**Aim**
Rewrite the records starting at the line that contains "TARGET: tile floor" and ending at the line that contains "(177, 240), (189, 264)", keeping every request line unchanged. In the answers, multiply each box coordinate by 0.55 and round it to a whole number, with halves rounded up.

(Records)
============================================================

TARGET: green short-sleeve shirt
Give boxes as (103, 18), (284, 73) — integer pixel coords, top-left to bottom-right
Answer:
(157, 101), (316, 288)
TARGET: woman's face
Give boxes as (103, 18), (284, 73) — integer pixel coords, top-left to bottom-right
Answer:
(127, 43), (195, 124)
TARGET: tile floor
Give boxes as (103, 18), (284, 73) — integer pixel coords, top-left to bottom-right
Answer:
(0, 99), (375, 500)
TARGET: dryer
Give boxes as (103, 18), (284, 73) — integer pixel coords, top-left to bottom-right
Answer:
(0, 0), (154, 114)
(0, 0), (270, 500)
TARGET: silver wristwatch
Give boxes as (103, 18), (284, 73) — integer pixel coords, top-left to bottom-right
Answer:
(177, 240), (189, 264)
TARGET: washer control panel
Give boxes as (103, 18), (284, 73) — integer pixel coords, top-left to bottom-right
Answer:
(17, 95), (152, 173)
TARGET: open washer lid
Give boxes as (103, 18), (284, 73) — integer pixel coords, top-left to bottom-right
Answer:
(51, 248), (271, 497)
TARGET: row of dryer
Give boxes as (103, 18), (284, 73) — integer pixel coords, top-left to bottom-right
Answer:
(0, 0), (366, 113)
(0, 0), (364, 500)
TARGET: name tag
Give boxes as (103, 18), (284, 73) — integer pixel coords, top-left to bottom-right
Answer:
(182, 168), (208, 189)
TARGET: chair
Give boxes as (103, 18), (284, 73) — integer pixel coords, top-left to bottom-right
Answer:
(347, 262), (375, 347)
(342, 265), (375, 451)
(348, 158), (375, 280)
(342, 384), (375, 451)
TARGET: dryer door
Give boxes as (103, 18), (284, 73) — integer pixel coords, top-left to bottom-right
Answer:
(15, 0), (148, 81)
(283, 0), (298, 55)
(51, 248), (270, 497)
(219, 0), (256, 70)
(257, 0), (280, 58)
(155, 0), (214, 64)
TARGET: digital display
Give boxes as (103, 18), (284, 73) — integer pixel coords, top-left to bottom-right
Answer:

============================================================

**Right answer**
TARGET: tile floor
Give boxes as (103, 18), (284, 73) — integer pixel coords, top-left to bottom-right
Answer:
(0, 54), (206, 275)
TARGET: dryer
Give boxes as (103, 18), (284, 73) — integer pixel coords, top-left to bottom-right
Answer:
(0, 0), (85, 63)
(0, 0), (149, 275)
TARGET: silver wristwatch
Give boxes as (103, 18), (284, 73) — integer pixel coords, top-left to bottom-right
Answer:
(97, 132), (104, 145)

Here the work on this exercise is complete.